- **Exercise objective**
Begin at the line below that contains "Where can the church". Repeat it and all remaining lines of the records exactly.

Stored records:

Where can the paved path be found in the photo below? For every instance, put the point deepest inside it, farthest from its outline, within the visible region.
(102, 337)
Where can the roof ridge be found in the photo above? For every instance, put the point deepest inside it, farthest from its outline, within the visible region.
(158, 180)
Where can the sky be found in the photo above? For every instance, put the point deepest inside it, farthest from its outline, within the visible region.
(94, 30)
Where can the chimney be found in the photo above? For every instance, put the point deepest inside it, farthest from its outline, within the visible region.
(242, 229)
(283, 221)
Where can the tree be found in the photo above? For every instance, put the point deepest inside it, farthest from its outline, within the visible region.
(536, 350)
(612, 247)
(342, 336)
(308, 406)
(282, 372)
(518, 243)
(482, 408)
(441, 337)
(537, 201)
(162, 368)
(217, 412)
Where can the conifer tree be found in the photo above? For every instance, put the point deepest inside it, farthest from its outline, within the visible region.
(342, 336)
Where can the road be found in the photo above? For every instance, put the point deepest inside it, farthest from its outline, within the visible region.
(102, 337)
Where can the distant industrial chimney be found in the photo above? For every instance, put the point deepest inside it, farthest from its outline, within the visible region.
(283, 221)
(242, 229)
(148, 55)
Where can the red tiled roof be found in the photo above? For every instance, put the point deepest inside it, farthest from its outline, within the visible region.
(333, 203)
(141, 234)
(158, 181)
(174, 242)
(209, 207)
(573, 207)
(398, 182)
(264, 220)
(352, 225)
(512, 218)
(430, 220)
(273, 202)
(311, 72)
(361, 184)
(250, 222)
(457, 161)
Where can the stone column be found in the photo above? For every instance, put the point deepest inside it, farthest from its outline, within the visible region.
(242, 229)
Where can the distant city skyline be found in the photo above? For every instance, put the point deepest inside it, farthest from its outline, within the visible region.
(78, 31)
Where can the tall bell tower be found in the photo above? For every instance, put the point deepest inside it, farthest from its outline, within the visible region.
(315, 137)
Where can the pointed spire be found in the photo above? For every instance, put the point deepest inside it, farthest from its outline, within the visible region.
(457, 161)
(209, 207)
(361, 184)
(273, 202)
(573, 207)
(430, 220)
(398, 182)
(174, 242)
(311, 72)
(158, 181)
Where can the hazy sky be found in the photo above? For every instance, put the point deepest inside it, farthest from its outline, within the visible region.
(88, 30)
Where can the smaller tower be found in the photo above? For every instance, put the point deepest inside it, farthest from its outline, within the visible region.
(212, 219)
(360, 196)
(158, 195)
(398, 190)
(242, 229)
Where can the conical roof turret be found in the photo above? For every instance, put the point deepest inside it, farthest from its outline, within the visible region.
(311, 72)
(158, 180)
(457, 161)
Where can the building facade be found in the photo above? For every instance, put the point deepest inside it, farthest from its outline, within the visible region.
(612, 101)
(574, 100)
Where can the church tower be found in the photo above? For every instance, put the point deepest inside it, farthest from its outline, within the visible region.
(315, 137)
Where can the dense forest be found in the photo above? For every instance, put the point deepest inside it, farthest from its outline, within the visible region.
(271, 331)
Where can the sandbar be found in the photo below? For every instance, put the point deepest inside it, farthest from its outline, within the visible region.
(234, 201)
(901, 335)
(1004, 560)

- **Solution below**
Where can the church tower be found in the photo above? For every instance, put the point deepest inside it, farthest from its outline, within the visible region.
(315, 137)
Where can the dense forest be found in the photo above? For every instance, put the point deepest inside it, farthest from its outline, within the visible region.
(271, 331)
Where can the sandbar be found in the photo below? For every instance, put the point deepest inside it, farthest from its outline, within the visible region.
(234, 201)
(901, 335)
(1004, 560)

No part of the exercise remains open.